# Given request
Turn the data from the line containing "outline pregnant belly" through the end into a JSON list of strings, one string per line and no blank lines.

___ Records for the exercise

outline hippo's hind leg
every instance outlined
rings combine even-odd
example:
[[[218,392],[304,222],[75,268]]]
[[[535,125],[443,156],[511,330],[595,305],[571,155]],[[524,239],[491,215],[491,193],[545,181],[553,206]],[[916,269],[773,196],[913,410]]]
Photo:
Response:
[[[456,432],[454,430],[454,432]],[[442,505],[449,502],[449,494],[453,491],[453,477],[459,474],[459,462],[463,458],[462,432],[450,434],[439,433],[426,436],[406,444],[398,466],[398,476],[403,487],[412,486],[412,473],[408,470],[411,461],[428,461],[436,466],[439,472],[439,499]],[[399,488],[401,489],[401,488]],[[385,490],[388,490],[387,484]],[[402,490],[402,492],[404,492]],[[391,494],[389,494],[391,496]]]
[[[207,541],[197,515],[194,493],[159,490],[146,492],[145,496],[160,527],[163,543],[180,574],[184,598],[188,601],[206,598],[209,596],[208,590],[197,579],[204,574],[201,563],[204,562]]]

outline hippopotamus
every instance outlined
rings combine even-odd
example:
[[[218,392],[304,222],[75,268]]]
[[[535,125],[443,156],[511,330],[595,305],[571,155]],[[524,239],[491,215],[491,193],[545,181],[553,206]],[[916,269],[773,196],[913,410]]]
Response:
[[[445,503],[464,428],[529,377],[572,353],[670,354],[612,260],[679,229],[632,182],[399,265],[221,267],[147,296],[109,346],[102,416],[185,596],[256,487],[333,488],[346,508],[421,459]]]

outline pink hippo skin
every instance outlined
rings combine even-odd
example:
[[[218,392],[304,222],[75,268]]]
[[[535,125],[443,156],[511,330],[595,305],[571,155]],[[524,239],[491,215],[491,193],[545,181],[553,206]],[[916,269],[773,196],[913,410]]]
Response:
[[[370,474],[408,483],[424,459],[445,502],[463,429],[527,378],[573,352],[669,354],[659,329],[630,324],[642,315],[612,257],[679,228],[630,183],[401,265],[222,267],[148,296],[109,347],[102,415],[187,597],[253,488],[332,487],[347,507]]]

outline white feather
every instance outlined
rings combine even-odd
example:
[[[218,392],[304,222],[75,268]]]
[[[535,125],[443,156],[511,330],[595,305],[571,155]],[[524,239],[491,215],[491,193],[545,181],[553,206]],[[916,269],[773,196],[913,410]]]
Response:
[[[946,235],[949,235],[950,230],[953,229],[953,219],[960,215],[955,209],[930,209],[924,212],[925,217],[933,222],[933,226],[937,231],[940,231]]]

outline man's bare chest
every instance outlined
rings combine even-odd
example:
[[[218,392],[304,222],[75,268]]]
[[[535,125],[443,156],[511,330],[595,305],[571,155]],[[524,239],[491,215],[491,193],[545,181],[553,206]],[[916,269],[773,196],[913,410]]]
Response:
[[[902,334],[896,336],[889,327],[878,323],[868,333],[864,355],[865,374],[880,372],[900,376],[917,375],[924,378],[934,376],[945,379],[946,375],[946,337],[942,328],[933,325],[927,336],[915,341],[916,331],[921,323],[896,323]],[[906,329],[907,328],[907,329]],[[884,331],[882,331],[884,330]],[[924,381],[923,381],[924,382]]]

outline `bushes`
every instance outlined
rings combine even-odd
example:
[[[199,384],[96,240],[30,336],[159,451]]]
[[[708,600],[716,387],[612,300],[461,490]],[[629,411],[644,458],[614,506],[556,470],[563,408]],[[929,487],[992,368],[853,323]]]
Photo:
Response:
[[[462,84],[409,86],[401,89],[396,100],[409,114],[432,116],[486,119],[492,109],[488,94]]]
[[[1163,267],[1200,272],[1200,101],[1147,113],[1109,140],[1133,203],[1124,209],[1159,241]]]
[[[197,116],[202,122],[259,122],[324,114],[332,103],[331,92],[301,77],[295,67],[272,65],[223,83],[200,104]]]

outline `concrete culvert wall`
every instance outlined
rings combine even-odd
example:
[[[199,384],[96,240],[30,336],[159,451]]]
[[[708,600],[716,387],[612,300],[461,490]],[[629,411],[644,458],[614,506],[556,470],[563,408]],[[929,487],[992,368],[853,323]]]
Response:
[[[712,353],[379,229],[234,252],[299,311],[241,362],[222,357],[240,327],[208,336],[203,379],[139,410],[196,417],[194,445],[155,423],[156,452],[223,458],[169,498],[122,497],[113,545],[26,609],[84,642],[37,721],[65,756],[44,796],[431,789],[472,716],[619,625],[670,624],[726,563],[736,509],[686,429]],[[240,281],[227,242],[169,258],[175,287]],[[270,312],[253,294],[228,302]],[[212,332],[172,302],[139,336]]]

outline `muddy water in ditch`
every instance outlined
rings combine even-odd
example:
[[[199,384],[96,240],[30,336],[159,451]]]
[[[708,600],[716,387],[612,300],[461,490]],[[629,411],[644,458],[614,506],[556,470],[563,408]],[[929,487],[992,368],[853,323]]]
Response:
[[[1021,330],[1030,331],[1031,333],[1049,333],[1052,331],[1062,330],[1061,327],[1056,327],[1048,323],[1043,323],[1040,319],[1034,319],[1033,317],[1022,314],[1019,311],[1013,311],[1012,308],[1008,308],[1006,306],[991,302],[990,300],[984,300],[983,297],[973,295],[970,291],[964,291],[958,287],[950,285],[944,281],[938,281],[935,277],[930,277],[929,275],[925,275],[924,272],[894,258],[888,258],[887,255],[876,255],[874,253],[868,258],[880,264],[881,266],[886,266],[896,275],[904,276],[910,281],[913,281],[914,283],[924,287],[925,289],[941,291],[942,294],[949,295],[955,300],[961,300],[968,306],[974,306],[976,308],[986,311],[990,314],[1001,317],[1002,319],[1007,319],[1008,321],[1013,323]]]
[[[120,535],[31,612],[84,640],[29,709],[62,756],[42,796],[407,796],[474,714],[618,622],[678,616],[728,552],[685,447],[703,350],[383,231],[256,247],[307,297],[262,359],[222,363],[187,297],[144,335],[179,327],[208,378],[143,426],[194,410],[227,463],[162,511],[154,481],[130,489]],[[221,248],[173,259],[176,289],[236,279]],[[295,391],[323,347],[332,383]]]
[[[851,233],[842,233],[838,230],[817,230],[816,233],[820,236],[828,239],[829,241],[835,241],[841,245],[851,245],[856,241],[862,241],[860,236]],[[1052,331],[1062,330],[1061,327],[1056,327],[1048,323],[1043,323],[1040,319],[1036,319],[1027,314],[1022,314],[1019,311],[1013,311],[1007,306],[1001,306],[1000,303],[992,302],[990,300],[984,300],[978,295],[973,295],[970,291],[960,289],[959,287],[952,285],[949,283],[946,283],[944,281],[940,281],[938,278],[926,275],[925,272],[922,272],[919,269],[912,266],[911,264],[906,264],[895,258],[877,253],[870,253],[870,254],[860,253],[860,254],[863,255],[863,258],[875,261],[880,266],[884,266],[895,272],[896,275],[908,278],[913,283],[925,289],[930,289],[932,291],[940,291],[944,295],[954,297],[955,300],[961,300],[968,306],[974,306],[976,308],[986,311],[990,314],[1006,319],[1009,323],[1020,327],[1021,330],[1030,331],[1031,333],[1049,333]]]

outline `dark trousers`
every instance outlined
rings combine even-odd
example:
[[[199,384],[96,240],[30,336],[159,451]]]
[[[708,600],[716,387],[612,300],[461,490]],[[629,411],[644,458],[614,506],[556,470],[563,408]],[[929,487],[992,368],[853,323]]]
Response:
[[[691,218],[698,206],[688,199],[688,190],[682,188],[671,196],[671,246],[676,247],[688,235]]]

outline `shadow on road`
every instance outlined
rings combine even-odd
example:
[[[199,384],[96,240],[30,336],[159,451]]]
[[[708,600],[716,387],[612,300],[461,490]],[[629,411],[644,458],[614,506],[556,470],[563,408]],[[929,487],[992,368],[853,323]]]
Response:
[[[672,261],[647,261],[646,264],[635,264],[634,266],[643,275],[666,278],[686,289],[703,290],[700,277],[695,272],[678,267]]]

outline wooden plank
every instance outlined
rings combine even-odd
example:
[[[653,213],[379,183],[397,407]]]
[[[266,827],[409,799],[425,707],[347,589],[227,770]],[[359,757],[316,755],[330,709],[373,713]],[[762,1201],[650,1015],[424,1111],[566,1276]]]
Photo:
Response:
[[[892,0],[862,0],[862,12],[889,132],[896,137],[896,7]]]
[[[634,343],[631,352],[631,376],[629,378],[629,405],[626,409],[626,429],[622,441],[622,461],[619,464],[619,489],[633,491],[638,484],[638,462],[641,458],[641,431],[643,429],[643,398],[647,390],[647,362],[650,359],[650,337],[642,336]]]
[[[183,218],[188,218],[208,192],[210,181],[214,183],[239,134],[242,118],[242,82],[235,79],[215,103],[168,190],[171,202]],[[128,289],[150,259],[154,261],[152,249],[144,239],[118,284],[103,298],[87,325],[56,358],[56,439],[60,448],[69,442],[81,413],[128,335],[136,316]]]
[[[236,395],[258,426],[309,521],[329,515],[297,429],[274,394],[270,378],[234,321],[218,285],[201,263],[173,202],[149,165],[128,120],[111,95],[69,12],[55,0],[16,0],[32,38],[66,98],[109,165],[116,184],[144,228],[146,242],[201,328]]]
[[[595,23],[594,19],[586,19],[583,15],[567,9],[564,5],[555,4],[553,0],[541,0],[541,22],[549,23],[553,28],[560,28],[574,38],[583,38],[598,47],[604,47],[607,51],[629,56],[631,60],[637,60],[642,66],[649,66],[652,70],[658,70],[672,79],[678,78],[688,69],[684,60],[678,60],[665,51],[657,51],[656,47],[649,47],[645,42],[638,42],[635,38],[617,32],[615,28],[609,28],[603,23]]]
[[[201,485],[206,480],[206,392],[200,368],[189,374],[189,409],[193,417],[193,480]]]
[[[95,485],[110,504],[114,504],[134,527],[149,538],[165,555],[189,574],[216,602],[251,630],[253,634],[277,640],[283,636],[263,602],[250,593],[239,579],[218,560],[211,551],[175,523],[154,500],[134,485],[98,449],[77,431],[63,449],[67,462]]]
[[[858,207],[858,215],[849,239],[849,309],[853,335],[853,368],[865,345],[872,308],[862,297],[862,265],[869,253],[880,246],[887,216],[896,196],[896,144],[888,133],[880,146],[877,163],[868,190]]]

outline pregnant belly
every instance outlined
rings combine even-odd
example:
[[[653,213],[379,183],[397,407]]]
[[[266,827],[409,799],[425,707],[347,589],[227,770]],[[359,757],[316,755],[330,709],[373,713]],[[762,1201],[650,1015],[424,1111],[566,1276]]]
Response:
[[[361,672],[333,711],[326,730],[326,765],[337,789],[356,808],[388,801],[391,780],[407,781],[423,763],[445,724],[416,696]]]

______

# Output
[
  "outline pregnant belly",
  "every instance outlined",
  "rings combine even-odd",
  "example:",
  "[[[653,213],[379,183],[397,407]]]",
  "[[[266,827],[409,799],[425,707],[347,589],[227,770]],[[359,757],[316,755],[330,709],[373,713]],[[762,1201],[650,1015],[424,1111],[566,1276]]]",
  "Response:",
  "[[[361,672],[333,711],[326,730],[326,765],[337,789],[356,808],[388,801],[391,780],[407,781],[423,763],[445,724],[416,696]]]"
]